* [Work to be completed] List each line of the records below that contains the word "driveway".

Labeled shape records:
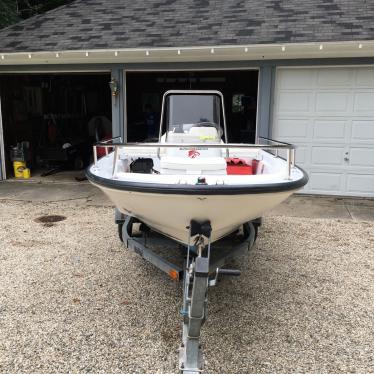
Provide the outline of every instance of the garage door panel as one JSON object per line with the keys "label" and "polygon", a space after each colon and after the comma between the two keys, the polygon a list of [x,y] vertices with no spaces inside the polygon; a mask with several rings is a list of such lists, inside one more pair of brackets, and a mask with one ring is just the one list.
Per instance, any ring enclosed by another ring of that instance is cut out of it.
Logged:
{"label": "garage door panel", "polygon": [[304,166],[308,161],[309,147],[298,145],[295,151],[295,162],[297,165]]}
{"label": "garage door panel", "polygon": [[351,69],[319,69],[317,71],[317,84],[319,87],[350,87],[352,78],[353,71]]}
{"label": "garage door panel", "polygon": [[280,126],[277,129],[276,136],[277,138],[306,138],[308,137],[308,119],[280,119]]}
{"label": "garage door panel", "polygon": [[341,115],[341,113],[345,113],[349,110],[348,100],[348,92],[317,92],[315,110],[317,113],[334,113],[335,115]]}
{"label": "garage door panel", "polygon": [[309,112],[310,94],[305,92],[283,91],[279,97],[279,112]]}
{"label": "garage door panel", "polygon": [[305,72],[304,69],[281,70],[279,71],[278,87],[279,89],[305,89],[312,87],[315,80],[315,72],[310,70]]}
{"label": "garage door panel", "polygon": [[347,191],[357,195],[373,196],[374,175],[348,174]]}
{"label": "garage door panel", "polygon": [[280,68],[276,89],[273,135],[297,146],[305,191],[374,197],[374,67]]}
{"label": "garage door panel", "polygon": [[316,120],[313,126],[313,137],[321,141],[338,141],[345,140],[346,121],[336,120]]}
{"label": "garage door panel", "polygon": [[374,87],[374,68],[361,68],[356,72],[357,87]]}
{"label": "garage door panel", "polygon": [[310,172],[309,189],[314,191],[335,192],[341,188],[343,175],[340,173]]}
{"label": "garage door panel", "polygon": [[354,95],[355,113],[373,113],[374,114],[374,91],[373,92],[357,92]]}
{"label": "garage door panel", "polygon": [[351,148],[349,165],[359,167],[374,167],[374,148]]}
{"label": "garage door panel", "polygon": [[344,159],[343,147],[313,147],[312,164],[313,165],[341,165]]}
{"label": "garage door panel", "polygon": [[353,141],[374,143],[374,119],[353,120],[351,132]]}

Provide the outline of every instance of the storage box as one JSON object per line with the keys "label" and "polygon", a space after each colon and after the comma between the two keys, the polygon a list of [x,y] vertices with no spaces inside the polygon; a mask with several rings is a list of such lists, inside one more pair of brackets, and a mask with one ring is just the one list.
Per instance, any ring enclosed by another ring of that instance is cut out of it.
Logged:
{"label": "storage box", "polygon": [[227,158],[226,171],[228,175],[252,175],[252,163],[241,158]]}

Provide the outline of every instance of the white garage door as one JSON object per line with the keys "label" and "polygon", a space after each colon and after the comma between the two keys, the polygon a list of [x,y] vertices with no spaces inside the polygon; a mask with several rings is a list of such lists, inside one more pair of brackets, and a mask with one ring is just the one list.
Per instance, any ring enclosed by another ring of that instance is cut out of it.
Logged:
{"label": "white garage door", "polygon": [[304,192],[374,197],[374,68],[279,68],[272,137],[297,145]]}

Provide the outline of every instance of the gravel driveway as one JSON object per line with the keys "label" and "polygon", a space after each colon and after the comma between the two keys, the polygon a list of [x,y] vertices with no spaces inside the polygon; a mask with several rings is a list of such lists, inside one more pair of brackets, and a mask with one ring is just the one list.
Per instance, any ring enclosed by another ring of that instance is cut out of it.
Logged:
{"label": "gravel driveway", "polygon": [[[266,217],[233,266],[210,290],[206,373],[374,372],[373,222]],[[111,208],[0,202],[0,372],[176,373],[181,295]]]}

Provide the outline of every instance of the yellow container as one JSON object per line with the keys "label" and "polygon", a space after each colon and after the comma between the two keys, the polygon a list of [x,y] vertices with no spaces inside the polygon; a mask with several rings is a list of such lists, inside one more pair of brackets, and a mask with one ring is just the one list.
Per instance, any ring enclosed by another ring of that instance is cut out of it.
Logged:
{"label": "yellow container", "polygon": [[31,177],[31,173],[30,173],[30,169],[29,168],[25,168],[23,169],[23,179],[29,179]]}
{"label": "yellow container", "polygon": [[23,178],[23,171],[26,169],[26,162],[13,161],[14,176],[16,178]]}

---

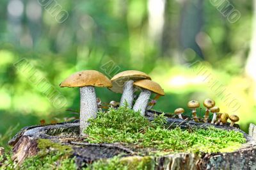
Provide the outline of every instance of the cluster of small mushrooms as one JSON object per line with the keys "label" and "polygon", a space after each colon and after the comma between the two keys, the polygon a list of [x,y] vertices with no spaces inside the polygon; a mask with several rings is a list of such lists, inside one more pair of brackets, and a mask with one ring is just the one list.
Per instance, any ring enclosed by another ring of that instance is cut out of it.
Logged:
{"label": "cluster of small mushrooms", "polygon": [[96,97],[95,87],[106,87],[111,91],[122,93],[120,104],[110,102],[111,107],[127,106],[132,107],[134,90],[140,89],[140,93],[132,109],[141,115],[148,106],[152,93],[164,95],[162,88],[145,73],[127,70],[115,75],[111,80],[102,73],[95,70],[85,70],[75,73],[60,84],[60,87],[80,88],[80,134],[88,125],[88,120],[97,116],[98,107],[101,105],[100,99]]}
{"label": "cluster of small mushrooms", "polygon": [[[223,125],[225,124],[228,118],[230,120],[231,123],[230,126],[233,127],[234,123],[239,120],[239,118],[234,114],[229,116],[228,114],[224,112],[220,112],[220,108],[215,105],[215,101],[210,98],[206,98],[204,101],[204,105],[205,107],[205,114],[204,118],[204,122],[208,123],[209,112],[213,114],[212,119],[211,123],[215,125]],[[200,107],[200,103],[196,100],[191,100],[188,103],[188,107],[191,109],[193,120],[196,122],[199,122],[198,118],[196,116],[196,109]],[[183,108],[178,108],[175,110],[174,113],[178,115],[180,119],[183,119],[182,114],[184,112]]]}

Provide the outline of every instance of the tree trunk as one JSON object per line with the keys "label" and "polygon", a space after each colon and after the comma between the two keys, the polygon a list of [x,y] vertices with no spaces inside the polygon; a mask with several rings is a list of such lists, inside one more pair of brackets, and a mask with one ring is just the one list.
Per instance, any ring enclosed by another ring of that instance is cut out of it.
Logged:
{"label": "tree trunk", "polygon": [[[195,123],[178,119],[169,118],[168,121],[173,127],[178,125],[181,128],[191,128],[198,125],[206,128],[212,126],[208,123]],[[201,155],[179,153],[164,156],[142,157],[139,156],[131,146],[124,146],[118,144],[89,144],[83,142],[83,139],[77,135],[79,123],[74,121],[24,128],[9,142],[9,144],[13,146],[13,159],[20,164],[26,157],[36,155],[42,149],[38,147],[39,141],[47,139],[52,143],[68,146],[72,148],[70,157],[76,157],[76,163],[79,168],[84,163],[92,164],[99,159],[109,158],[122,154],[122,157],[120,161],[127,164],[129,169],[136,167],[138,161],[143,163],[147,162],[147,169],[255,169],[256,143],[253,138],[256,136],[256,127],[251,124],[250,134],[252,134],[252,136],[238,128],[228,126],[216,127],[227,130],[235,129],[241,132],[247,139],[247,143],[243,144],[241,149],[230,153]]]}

* [The response]
Provide the outline of every instance of the gravel driveway as one JSON object per line with the keys "label" and "polygon", a space after each colon and after the comma between the two keys, the polygon a list of [x,y] vertices with no spaces inside the polygon; a mask with several rings is a list of such lists, inside one more pair of brackets, and a mask with one ring is just the one list.
{"label": "gravel driveway", "polygon": [[[266,217],[233,266],[210,290],[206,373],[374,372],[373,222]],[[111,208],[0,202],[0,372],[176,373],[181,295]]]}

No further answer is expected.